# ACTIONS TO TAKE
[A] In the Corpus Christi homily, what topic does the preacher say was dealt with last Sunday?
[B] Carry the Corpus Christi homily forward from its final sentence.

# TEXT SEGMENT

Corpus et Sanguis Christi Sunday, Year B, 2024

Becoming One with the Lord, through what I Eat and Drink: The Meaning of Corpus et Sanguis Christi 
Ex 24:3-8; Hebrews 9:11-15; Mark 14:12-16, 22-26
There is a physical dimension to our residency of the planet earth. Neither the physical is the enemy of the spiritual nor is the mundane necessarily against the spiritual. Having dealt with the metaphysical and spiritual, the Pentecost and the Holy Spirit, last Sunday we dealt with the mystery of the Trinity, today we concern ourselves with food and drink, the physical and mundane components of human life. The spiritual and the physical both have the imprint of God, and must be considered together. As we say in Nigeria, “man must wak”: food is important!
A story was told of a little boy preparing for First Holy Communion. The parish priest/pastor   asked all the children for First Communion not to eat breakfast before coming to Mass, so that they will eat breakfast after Mass, in order to keep the Eucharistic fast, before their first Holy Communion. On the faithful morning of the First Holy Communion, just to make assurance doubly sure, the pastor came to ask the children to be sure they were fasting. When he asked “did any of you eat breakfast before coming to Mass”? A little boy answered in the affirmative. When the pastor asked him why did he eat before Mass, against the instruction he received, not to eat before First Holy Communion Mass, the little boy said this: “Father, my mother prepared bounded yam for breakfast this morning. Considering the weight of pounded yam, I decided to eat the pounded yam before First Holy Communion for fear that if I were to eat it after Holy Communion, the weight of the pounded yam will asphyxiate Jesus, but now Jesus will come and sit on top of the pounded yam, after my First Holy Communion. The pastor was impressed by the theology of the little boy and his desire to have Jesus sit and reign over pounded yam in his stomach!

# DATASET EXCERPTS
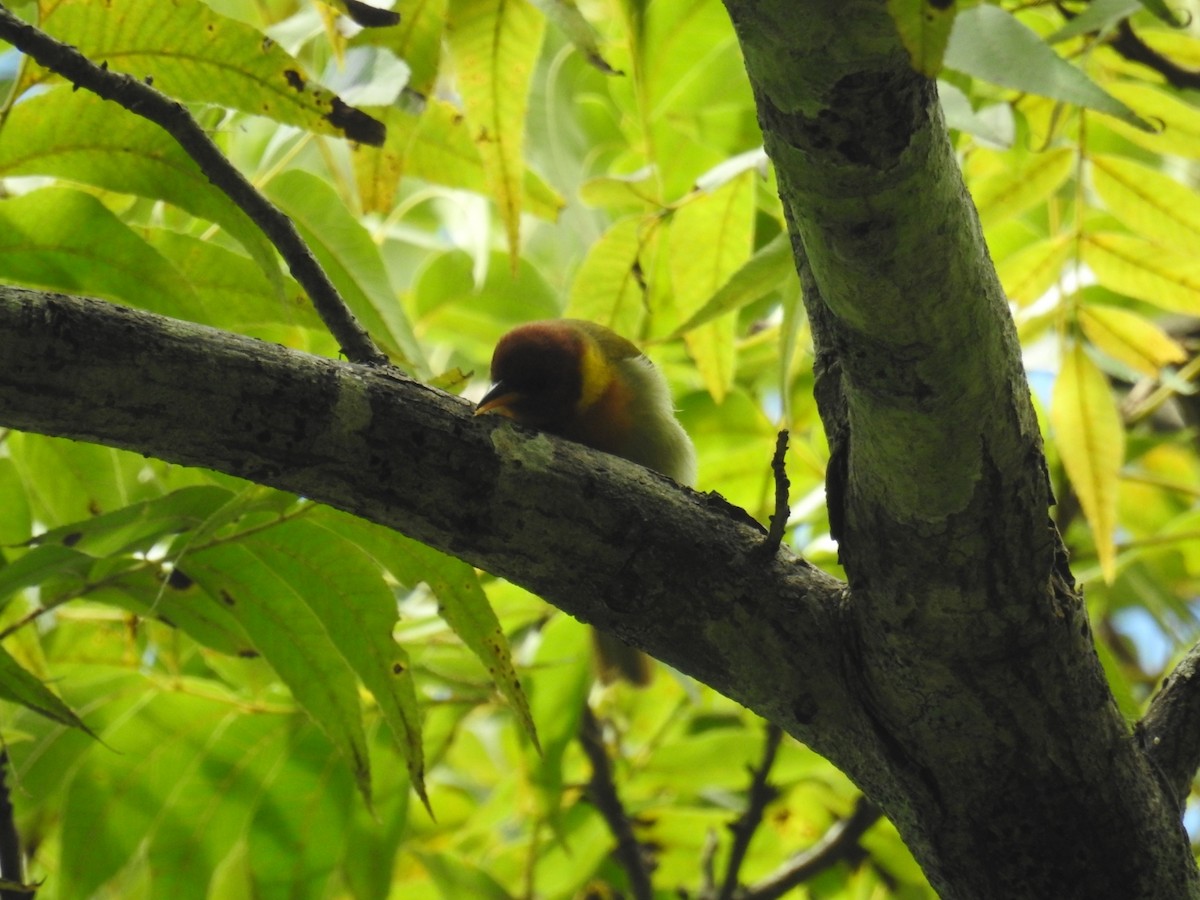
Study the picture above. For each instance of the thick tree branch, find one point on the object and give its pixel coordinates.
(173, 118)
(969, 637)
(1170, 730)
(675, 573)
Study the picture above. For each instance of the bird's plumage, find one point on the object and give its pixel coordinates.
(588, 384)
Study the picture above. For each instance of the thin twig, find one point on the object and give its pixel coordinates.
(173, 118)
(783, 486)
(840, 843)
(12, 868)
(757, 797)
(1170, 730)
(603, 793)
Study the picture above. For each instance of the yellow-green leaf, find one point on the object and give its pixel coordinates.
(268, 588)
(19, 687)
(196, 54)
(1150, 202)
(1031, 271)
(437, 147)
(496, 46)
(1015, 189)
(610, 286)
(711, 239)
(1090, 441)
(1179, 121)
(67, 240)
(1129, 337)
(769, 268)
(924, 29)
(1145, 270)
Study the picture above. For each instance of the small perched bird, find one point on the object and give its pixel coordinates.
(586, 383)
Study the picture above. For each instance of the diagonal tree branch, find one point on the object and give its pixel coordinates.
(583, 529)
(173, 118)
(1170, 730)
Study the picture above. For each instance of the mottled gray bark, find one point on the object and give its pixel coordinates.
(1009, 771)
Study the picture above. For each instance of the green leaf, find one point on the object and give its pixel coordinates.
(1164, 12)
(1090, 439)
(139, 526)
(568, 18)
(924, 29)
(711, 238)
(234, 293)
(1149, 202)
(196, 54)
(417, 40)
(993, 123)
(1029, 273)
(495, 46)
(19, 687)
(437, 147)
(1179, 121)
(610, 286)
(41, 564)
(66, 240)
(179, 603)
(351, 258)
(273, 589)
(360, 618)
(463, 605)
(1145, 270)
(991, 45)
(456, 876)
(1131, 339)
(1097, 16)
(78, 137)
(1014, 189)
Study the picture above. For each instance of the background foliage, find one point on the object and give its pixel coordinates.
(259, 731)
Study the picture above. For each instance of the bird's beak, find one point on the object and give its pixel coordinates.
(499, 400)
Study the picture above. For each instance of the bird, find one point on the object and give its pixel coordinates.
(586, 383)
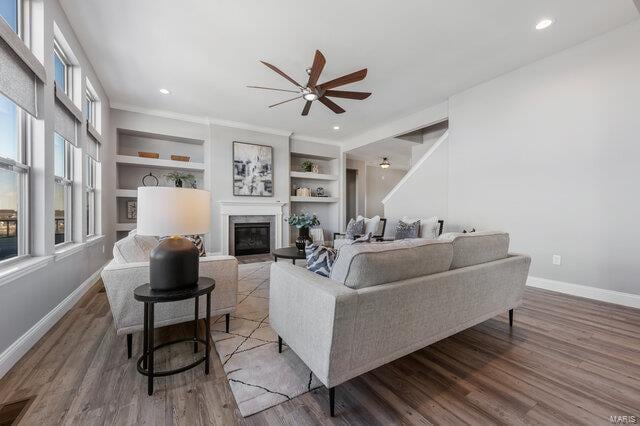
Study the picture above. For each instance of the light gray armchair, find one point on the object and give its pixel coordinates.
(120, 279)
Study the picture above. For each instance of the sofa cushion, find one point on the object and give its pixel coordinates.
(479, 247)
(133, 248)
(365, 265)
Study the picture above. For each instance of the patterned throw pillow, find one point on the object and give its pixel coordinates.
(407, 230)
(320, 259)
(197, 241)
(355, 228)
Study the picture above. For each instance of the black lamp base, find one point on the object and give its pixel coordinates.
(174, 264)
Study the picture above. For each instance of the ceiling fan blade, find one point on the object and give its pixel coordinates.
(347, 94)
(271, 88)
(284, 102)
(318, 64)
(345, 79)
(276, 69)
(306, 108)
(331, 105)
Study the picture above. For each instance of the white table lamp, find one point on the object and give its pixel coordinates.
(173, 212)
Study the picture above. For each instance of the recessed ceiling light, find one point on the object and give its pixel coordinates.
(545, 23)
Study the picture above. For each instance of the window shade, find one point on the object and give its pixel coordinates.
(93, 149)
(22, 73)
(67, 117)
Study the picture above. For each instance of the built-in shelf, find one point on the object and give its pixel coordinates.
(158, 163)
(125, 226)
(295, 199)
(127, 193)
(314, 176)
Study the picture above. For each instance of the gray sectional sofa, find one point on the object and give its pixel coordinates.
(386, 300)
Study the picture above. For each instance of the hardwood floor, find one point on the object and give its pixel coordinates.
(566, 361)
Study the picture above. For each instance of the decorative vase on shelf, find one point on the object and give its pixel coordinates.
(303, 237)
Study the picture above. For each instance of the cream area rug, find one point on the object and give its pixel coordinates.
(259, 376)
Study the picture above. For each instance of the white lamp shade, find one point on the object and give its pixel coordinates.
(164, 211)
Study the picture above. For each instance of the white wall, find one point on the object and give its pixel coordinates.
(379, 182)
(29, 298)
(550, 154)
(424, 193)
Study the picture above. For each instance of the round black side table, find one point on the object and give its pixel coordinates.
(289, 253)
(150, 297)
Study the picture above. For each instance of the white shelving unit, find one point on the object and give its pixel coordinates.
(131, 168)
(295, 199)
(127, 193)
(327, 208)
(313, 176)
(158, 163)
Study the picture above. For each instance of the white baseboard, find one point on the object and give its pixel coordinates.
(21, 346)
(610, 296)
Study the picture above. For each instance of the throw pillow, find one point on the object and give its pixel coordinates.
(370, 225)
(197, 241)
(406, 230)
(133, 248)
(355, 228)
(320, 259)
(429, 228)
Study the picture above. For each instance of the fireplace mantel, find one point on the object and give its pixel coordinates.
(250, 208)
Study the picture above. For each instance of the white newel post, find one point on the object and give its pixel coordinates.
(250, 208)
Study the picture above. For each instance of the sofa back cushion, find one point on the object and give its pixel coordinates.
(133, 248)
(479, 247)
(365, 265)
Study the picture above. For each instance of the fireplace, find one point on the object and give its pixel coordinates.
(252, 238)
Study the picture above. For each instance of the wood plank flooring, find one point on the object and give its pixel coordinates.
(566, 361)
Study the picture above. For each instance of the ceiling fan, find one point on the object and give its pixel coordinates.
(320, 92)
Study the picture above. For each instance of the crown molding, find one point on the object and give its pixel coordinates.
(160, 113)
(199, 119)
(307, 138)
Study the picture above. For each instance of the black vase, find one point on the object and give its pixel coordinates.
(303, 237)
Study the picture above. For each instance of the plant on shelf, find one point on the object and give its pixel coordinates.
(303, 221)
(179, 178)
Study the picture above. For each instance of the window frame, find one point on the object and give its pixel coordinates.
(91, 194)
(68, 68)
(22, 167)
(67, 182)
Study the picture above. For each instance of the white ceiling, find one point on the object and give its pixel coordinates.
(419, 52)
(398, 151)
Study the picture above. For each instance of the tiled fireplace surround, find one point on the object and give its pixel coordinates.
(232, 212)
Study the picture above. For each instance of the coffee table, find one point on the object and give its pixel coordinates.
(289, 253)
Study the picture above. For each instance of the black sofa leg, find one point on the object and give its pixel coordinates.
(332, 401)
(129, 344)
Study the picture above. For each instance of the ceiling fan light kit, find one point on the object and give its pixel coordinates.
(319, 92)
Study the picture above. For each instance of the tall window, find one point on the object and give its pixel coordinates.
(14, 174)
(62, 195)
(63, 70)
(10, 12)
(90, 208)
(90, 109)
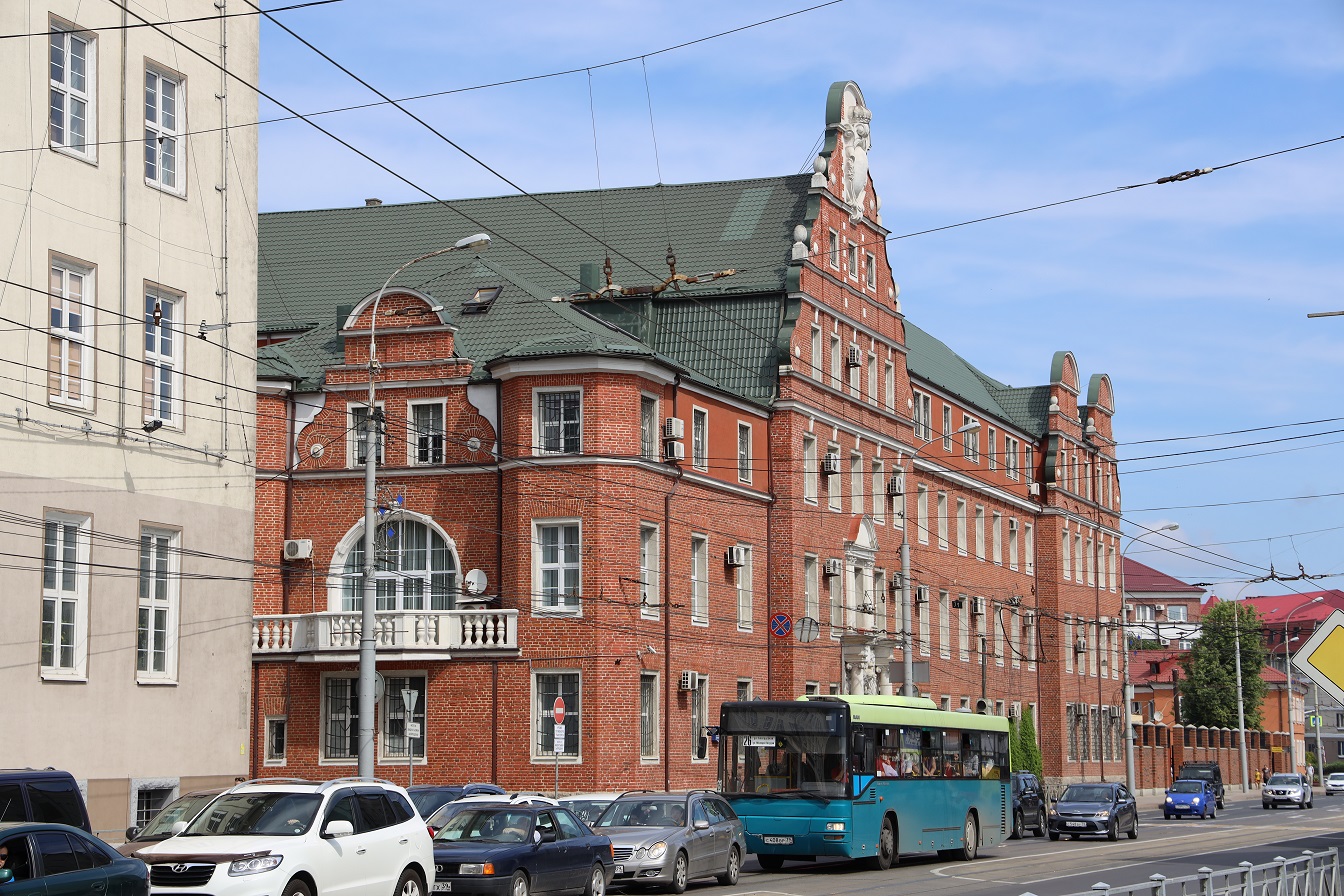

# RESULTS FOR THE EXERCISE
[A] The mystery of the Trinity.

[B]
The reign of Jesus over pounded yam, according to the little boy’s theology, definitely begins with digestion followed by absorption into the blood streams and the circulation of the blood around the body and the production of energy to sustain the physical body. The reign of Christ in the physical body talks about the indispensability of food for the proper functioning of the body. Both food and blood are concrete and physical elements responsible for the co-existence of the body and the spirit of every human being. The only guarantee for the marriage of the body and the spirit not to end in a divorce called death, is for the body to keep receiving food, processing it, and supplying the whole body with the wherewithal for its sustenance. The Body and Blood of Christ comes to every Christian in a human mode of sustenance in order to keep alive the bond of existence between the body and the spirit. The composite nature of the human body and the need to keep both in harmonious co-existence reminds us of the need to keep Jesus ever present in our Christian lives, as its life-wire.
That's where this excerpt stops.